■ Task details ■
Search the entries below for "placing" and copy each matching line.

====== Records supplied

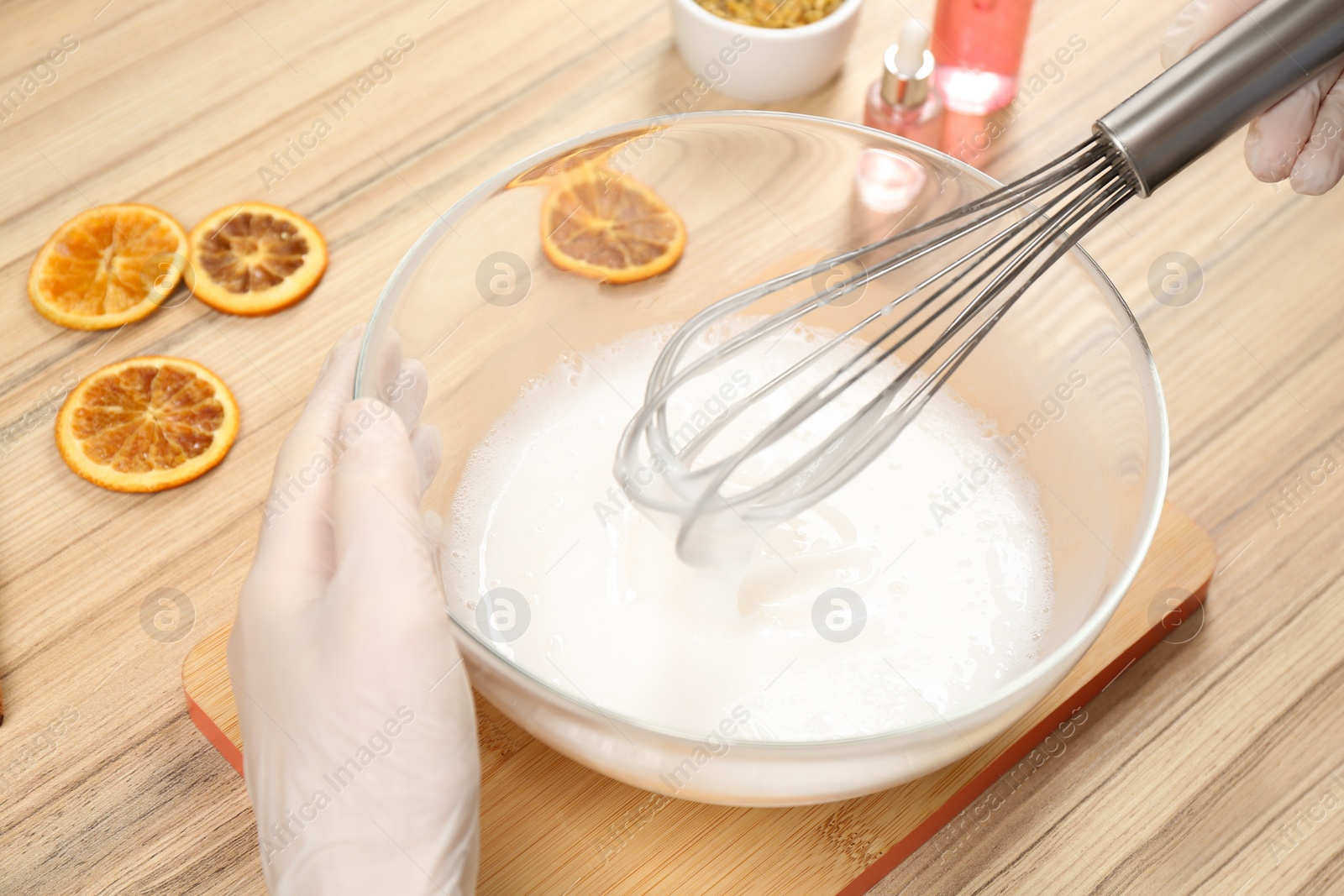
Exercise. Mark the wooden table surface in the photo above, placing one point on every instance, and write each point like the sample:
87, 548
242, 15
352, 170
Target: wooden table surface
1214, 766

============
====== Records supplied

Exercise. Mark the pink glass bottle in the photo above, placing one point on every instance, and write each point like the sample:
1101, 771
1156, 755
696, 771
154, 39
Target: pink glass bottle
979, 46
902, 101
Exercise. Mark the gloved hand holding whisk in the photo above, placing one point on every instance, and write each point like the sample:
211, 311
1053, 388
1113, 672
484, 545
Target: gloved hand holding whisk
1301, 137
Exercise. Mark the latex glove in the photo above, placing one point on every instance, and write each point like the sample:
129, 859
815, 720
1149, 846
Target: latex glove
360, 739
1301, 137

============

■ Result ■
Exercise. Mark the wooden table surface in the photo above, placing one point on every instance, and write each point like the sample:
Exercise. Mark the pink glass bottle in the photo above, placing one point on every instance, and write each point like the sample:
Exercise. Mark the gloved hand holding whisk in the photo above, placing one point on every instance, and write each point like the sample:
Exercise. Mark the latex glove in the photo above, placing one point on every instance, and write each point like the sample:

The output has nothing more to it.